- Records for pointing at named objects -
::::::::

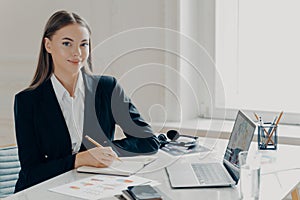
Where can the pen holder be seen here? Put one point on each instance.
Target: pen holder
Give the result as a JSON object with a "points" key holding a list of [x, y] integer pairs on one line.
{"points": [[267, 136]]}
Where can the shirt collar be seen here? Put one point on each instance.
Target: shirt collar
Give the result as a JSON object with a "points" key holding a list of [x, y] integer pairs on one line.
{"points": [[61, 91]]}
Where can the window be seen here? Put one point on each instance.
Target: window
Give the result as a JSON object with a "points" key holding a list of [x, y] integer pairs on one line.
{"points": [[257, 56]]}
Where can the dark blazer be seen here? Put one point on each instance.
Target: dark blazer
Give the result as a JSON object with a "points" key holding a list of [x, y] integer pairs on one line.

::::::::

- Goal -
Format every line of the rows above as a JSON list of strings with one string per line, skipping blank lines and leaving the pictures out.

- Correct output -
[
  "Where can the pen holder be seen here? Put one point on each instance.",
  "Target: pen holder",
  "Give the result as a JSON object with a \"points\" key holding a list of [x, y] integer pairs on one line.",
  "{\"points\": [[267, 136]]}",
  "Where can the shirt collar be seen here? Put one point on each instance.",
  "Target: shirt collar",
  "Give the result as a JSON object with a \"points\" key holding a list of [x, y] integer pairs on one line.",
  "{\"points\": [[61, 91]]}",
  "Where can the window be seen here? Put one point on each instance.",
  "Target: window",
  "Give the result as a JSON object with a \"points\" key holding a list of [x, y] integer pairs on one line.",
  "{\"points\": [[257, 56]]}",
  "Where can the dark blazer be seen here? Put one point on each instance.",
  "Target: dark blazer",
  "Give the result as a JSON object with a \"points\" key holding a list of [x, y] integer pairs on one line."
]